> EXERCISE REQUIREMENTS
Rewrite the data below with every "marker" changed to "pin" and nothing else altered.

> GIVEN RECORDS
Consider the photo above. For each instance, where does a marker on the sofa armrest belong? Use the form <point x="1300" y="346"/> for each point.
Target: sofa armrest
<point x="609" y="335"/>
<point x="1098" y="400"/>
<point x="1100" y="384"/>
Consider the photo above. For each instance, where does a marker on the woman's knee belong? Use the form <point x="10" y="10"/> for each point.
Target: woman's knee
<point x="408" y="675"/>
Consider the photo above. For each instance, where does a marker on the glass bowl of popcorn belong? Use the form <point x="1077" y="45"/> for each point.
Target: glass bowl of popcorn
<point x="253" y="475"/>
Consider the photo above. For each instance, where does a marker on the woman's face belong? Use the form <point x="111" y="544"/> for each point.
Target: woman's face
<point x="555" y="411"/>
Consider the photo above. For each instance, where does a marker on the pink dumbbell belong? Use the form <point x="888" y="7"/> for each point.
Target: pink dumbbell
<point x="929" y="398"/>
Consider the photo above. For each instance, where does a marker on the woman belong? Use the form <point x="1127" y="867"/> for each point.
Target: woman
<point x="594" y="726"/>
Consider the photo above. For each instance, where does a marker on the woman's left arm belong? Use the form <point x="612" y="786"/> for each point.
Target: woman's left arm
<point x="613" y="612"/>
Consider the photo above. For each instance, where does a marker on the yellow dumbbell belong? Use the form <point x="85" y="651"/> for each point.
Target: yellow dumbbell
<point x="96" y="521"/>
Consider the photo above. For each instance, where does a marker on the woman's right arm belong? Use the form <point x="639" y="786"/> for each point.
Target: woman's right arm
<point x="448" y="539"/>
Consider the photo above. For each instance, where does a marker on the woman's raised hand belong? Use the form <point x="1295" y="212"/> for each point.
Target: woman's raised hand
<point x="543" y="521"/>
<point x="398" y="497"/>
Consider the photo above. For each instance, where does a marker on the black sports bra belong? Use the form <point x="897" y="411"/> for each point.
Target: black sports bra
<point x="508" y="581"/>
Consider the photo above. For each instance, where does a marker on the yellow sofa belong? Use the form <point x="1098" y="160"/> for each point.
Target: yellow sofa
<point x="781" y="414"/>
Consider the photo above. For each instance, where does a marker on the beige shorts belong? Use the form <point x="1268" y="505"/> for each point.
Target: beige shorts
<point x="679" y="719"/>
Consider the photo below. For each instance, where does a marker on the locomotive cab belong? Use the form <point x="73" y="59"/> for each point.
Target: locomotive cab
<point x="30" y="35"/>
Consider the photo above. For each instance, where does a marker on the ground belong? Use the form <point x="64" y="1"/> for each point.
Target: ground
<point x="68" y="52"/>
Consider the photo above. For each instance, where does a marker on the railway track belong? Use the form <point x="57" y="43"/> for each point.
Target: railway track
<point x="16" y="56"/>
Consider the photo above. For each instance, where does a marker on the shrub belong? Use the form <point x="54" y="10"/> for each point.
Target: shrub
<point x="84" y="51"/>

> SOLUTION FOR THIS TASK
Consider the photo above. For each instance, where does a pin on the sofa armrest belong? Use the form <point x="1300" y="346"/> for each point.
Target: sofa armrest
<point x="609" y="335"/>
<point x="1098" y="400"/>
<point x="1100" y="384"/>
Consider the photo above. For each instance, where does a pin on the woman's knee belong? Use the form <point x="10" y="10"/> for each point.
Target: woman's knee
<point x="408" y="675"/>
Consider the photo above. For each instance, where does a pin on the glass bowl of popcorn belong? Use the form <point x="1077" y="45"/> for each point.
Target: glass bowl of popcorn
<point x="253" y="475"/>
Consider the photo above. For each instance, where does a pin on the woman's face belong? Use the form <point x="111" y="544"/> for each point.
Target: woman's face
<point x="555" y="411"/>
Consider the photo above. For each instance, where does a pin on the pink dumbbell belong? Use the form <point x="888" y="7"/> for each point.
Target: pink dumbbell
<point x="929" y="398"/>
Consider the photo above. For each instance, where does a pin on the woman belong? Use the form <point x="1127" y="867"/> for each point.
Target: woman
<point x="594" y="726"/>
Consider the photo above. For each instance, where does a pin on the woman's left arm belong? Use the form <point x="612" y="786"/> for each point.
Target: woman's left arm
<point x="613" y="612"/>
Consider the photo above. For each instance, where does a pin on the yellow dumbbell belong? Use the form <point x="85" y="651"/> for each point.
Target: yellow dumbbell
<point x="96" y="521"/>
Consider the photo above. For each instance, where does a pin on the woman's right arm belong? Use the form <point x="639" y="786"/> for each point.
Target: woman's right arm
<point x="448" y="539"/>
Consider the photo above. For each instance, where does a pin on the woman's raised hand belong? Use the form <point x="1295" y="212"/> for each point.
Target: woman's raised hand
<point x="543" y="521"/>
<point x="398" y="497"/>
Consider the photo above. For each instance, where does a pin on the black sports bra belong? Use the form <point x="897" y="411"/> for each point.
Target: black sports bra
<point x="508" y="581"/>
Consider the photo above. For each instance, where does a pin on the yellow sofa belong? Use the form <point x="1098" y="160"/> for each point.
Target: yellow sofa
<point x="781" y="414"/>
Consider the photo above. For each instance, where does a pin on the beige shorts belong? Use the form <point x="1268" y="505"/> for each point.
Target: beige shorts
<point x="679" y="719"/>
Consider the photo below. For each instance, where does a pin on the locomotive cab belong? Use the form <point x="73" y="59"/> for each point.
Target: locomotive cab
<point x="30" y="35"/>
Consider the photo above. For each instance, where does a pin on the ground belong? Use the form <point x="64" y="1"/> for each point.
Target: ground
<point x="68" y="52"/>
Consider the photo above. For each instance, where does a pin on the railway track belong? Use the form <point x="57" y="43"/> for each point.
Target: railway track
<point x="16" y="56"/>
Consider the photo above. For each instance, where does a pin on the shrub belong? Use the form <point x="54" y="10"/> for each point.
Target: shrub
<point x="84" y="51"/>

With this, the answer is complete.